━━ Datenzeilen

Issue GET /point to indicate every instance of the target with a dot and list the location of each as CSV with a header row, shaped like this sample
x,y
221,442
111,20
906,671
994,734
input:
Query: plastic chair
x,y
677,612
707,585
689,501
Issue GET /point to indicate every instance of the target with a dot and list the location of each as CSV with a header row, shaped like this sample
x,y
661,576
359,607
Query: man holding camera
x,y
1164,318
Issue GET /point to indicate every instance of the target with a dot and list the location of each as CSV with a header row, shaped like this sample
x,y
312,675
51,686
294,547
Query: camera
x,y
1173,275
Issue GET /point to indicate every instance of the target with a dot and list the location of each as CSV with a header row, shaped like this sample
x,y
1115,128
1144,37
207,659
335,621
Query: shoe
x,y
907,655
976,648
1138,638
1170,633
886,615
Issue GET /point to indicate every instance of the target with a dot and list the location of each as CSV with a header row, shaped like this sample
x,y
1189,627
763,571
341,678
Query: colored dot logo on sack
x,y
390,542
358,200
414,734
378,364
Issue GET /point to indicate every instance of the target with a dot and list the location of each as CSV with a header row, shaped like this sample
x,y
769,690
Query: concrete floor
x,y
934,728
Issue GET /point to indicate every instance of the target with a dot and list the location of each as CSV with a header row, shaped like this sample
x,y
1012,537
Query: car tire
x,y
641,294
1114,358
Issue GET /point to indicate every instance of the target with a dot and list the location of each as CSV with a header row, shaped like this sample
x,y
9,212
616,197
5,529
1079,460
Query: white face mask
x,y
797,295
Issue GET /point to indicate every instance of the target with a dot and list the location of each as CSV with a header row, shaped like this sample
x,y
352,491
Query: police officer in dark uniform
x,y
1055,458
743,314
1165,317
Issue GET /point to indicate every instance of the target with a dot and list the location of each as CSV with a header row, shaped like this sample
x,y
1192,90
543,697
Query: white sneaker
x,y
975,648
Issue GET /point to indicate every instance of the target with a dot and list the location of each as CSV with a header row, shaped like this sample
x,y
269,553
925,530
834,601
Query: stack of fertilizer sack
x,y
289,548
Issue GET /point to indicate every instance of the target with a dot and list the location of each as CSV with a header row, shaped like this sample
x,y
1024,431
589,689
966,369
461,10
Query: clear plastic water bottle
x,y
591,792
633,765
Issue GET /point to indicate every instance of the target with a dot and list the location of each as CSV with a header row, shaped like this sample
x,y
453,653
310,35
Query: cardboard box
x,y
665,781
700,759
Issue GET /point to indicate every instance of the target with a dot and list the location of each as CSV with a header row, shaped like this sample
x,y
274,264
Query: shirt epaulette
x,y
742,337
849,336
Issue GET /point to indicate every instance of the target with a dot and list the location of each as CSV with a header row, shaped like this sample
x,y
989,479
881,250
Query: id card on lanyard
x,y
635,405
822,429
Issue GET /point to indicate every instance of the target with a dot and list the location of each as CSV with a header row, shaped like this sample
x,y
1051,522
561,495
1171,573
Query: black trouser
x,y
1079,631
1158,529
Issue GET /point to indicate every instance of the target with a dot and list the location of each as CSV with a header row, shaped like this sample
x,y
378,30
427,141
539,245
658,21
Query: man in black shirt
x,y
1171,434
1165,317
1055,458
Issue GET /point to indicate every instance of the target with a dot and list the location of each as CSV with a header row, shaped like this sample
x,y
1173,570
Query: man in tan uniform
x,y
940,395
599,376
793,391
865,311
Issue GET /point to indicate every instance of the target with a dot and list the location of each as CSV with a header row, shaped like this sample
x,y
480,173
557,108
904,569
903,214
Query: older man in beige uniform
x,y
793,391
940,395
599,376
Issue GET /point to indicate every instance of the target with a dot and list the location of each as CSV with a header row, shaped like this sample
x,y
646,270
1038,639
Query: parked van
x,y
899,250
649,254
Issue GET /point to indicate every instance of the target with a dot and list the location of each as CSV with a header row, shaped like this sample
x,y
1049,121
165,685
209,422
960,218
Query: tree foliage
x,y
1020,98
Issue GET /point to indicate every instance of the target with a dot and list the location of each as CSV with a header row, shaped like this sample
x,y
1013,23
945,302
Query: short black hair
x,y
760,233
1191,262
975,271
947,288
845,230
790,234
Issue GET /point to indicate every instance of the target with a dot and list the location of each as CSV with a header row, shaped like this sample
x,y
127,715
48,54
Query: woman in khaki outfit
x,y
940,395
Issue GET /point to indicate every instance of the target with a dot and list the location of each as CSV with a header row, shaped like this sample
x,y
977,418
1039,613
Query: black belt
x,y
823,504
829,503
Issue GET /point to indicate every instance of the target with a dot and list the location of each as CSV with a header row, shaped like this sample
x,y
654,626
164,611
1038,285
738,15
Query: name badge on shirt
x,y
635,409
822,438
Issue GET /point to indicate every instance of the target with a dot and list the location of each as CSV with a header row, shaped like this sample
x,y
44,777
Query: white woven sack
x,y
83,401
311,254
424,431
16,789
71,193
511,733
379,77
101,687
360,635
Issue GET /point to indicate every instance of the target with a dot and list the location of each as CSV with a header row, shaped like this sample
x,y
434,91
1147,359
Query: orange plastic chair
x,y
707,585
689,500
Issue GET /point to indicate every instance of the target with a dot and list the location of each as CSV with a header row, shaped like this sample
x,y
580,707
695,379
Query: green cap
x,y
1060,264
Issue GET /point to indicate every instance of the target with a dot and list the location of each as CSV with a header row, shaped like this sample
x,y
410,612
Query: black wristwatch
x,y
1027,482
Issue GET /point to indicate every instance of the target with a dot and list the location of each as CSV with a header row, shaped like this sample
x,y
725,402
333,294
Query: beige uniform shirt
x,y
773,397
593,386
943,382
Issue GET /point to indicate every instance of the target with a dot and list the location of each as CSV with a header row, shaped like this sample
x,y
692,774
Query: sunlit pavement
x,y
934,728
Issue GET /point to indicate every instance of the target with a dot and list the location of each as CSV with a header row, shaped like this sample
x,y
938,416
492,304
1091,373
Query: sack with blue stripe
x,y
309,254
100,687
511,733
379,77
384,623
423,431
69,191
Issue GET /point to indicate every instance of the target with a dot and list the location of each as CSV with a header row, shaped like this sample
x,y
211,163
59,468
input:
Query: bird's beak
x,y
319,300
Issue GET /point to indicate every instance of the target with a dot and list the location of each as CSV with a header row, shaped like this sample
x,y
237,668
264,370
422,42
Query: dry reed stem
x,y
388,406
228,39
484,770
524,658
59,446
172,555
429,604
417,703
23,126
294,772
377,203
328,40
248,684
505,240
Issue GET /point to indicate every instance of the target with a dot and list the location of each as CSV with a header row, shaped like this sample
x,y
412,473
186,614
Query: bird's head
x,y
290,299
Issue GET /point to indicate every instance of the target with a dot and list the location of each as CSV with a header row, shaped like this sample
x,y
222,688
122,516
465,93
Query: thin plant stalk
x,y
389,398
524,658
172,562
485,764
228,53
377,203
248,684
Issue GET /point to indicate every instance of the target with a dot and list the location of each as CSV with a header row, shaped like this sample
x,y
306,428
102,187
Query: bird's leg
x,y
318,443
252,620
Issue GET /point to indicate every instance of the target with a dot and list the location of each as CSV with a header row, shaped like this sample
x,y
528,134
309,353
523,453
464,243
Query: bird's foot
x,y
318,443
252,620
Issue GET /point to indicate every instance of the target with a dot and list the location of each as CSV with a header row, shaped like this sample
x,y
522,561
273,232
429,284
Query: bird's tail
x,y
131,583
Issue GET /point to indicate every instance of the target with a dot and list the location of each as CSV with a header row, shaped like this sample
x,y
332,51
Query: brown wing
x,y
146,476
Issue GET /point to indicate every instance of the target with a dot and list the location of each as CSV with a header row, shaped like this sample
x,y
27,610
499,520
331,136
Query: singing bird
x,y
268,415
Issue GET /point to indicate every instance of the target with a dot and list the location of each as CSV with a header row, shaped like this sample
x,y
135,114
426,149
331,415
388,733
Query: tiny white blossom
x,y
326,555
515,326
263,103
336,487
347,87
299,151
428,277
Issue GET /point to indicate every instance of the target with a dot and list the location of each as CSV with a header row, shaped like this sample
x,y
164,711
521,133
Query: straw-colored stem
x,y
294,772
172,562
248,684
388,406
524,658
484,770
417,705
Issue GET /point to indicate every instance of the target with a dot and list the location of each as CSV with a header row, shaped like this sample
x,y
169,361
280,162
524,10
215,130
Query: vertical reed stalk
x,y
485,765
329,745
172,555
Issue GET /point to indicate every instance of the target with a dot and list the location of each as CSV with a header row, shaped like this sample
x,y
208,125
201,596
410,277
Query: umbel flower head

━━━━

Aufgabenziel:
Gib jede Zeile der obigen Einträge zurück, die die Zeichenfolge „camera“ enthält. Groß- und Kleinschreibung ist dabei zu unterscheiden.

Vollständige Antwort:
Query: man holding camera
Query: camera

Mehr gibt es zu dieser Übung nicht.